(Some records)
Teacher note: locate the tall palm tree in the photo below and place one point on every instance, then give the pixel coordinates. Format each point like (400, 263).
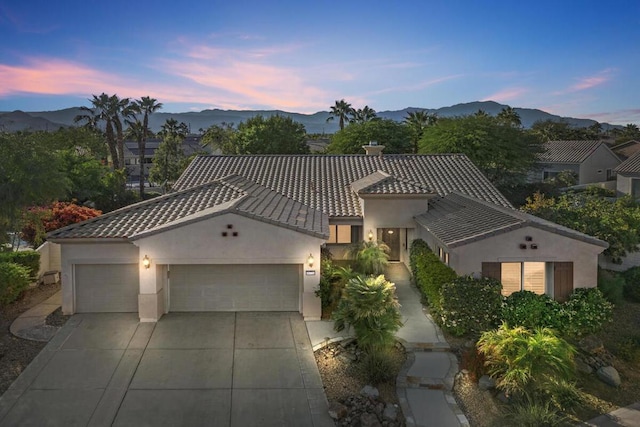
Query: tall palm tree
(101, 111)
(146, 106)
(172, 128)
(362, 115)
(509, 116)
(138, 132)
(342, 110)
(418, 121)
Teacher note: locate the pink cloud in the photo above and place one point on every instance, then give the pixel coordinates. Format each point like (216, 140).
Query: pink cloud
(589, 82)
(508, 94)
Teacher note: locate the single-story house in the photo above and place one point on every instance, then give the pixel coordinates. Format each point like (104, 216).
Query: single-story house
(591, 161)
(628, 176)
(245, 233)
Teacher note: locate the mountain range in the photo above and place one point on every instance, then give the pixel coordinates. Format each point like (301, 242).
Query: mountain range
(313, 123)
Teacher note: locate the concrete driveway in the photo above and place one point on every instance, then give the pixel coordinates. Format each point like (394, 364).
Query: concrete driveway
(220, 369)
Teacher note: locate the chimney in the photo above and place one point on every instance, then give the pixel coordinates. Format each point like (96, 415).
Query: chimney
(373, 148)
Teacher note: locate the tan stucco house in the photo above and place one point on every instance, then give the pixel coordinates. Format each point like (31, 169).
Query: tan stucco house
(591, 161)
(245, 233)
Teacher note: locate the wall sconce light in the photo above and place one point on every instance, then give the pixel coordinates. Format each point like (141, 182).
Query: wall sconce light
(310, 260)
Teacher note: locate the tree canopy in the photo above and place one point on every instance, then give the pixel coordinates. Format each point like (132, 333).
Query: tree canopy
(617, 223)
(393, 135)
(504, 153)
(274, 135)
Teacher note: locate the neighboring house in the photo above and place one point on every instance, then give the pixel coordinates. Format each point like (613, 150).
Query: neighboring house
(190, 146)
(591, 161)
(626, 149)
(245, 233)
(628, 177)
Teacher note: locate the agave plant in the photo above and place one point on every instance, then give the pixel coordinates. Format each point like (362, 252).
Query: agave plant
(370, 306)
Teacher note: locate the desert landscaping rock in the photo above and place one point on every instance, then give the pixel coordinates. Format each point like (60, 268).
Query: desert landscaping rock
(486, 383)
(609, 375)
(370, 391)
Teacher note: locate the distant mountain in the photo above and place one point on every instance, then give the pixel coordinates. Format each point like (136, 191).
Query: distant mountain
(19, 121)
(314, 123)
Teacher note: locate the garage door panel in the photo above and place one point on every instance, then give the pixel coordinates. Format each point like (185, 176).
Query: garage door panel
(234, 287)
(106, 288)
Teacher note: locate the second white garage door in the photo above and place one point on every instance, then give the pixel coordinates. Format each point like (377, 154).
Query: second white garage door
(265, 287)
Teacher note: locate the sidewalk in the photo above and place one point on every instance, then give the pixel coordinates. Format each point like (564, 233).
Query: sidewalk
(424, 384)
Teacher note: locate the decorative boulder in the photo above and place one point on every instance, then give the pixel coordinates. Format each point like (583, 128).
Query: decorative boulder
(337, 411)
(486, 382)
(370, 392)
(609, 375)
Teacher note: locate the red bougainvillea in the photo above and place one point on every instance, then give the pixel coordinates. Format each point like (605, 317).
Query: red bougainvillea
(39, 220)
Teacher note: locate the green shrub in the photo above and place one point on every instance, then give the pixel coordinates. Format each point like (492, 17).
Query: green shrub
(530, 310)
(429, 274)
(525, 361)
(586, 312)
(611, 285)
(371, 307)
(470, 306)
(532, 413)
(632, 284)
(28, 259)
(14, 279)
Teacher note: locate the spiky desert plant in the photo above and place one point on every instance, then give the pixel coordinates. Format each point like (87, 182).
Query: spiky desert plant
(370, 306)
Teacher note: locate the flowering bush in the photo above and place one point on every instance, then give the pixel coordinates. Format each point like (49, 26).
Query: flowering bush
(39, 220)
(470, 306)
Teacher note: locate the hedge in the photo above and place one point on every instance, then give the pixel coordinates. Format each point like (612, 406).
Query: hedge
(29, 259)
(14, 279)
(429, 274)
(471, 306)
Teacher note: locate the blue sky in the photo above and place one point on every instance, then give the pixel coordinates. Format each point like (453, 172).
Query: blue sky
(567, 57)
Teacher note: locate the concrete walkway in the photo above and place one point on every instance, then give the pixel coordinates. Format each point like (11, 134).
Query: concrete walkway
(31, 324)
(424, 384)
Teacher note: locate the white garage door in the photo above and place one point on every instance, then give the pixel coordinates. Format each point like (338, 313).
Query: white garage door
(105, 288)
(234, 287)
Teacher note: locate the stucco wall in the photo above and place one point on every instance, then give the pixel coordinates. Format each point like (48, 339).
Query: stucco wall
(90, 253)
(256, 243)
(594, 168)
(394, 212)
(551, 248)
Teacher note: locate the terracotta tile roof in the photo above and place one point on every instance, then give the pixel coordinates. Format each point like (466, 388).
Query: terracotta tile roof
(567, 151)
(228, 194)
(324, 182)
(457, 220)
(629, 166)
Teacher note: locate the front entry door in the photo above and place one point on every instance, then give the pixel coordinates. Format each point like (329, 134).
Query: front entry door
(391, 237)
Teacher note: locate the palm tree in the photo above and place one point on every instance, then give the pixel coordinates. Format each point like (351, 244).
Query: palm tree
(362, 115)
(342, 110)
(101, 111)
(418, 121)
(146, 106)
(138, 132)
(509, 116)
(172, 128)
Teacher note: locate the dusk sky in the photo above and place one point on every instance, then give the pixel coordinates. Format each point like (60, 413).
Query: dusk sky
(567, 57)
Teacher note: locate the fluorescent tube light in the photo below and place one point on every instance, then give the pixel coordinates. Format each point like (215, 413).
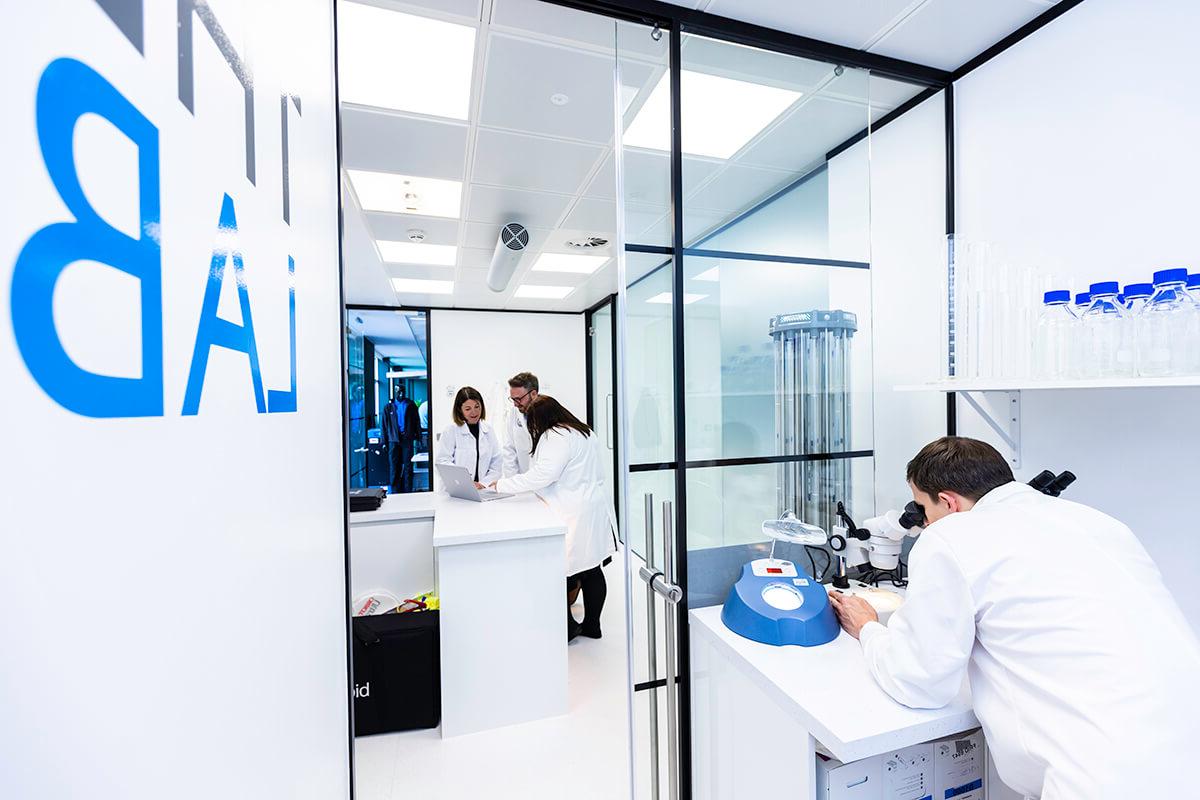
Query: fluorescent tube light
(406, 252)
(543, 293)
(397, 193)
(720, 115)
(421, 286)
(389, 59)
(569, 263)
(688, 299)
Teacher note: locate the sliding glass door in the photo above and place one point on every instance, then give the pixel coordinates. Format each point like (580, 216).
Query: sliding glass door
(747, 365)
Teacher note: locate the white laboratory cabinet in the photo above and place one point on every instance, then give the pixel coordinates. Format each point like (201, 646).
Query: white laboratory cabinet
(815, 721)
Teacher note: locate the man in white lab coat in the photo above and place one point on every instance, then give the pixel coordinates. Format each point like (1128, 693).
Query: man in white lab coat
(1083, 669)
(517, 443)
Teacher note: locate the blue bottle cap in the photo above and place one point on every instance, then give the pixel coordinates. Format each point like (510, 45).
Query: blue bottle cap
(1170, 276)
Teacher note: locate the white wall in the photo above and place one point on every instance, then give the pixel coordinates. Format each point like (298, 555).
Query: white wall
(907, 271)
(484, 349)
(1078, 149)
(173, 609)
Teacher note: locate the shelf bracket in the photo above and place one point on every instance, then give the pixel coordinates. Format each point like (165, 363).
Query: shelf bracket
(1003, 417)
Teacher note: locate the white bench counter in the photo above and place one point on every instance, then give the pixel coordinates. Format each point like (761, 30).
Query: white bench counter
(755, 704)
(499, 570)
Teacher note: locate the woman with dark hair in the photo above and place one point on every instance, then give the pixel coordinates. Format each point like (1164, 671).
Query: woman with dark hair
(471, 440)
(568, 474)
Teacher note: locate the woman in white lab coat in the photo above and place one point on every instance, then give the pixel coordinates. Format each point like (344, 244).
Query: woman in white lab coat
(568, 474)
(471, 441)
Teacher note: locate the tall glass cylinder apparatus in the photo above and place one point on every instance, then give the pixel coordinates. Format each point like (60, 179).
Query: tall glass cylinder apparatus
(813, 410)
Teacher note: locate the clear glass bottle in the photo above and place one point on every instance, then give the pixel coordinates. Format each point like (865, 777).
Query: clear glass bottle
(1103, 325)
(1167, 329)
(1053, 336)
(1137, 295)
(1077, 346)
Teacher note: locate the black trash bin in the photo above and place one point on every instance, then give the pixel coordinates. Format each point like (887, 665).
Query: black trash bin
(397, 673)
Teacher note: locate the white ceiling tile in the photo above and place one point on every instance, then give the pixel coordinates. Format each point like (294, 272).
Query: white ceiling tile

● Do this:
Set down, unchanged, the line that contains "Teacher note: locate the woman in" together with every later line in the records, through the last one.

● Task answer:
Teacher note: locate the woman in white lab coat in the photo above and place one point on every instance, then give the pixel coordinates. Format each point like (344, 244).
Query: woman in white lab coat
(568, 474)
(471, 441)
Teacher note: locate the tall glass cylinder apparatus in the photo above and place one point on every instance, then give the pixel coordinates. Format each point like (60, 179).
Query: tall glass cylinder apparatus
(813, 410)
Teacher note: locate the clear glass bottle in the photo above and place one point on every instance, then give the pixel coordinates. Format each point like (865, 777).
Query: clear glass bottle
(1103, 325)
(1167, 329)
(1053, 336)
(1137, 295)
(1077, 346)
Teacher note: locate the black trash bin in the photo above and place one point on every instance, then give the pixel coordinates. Format each point like (887, 665).
Query: black trash bin
(397, 673)
Teacher note: locate the white ceiling tile in the photo above and place one point on every instance, then give the pixel coordinates. Format each point like (294, 272).
Query: white ceiling tile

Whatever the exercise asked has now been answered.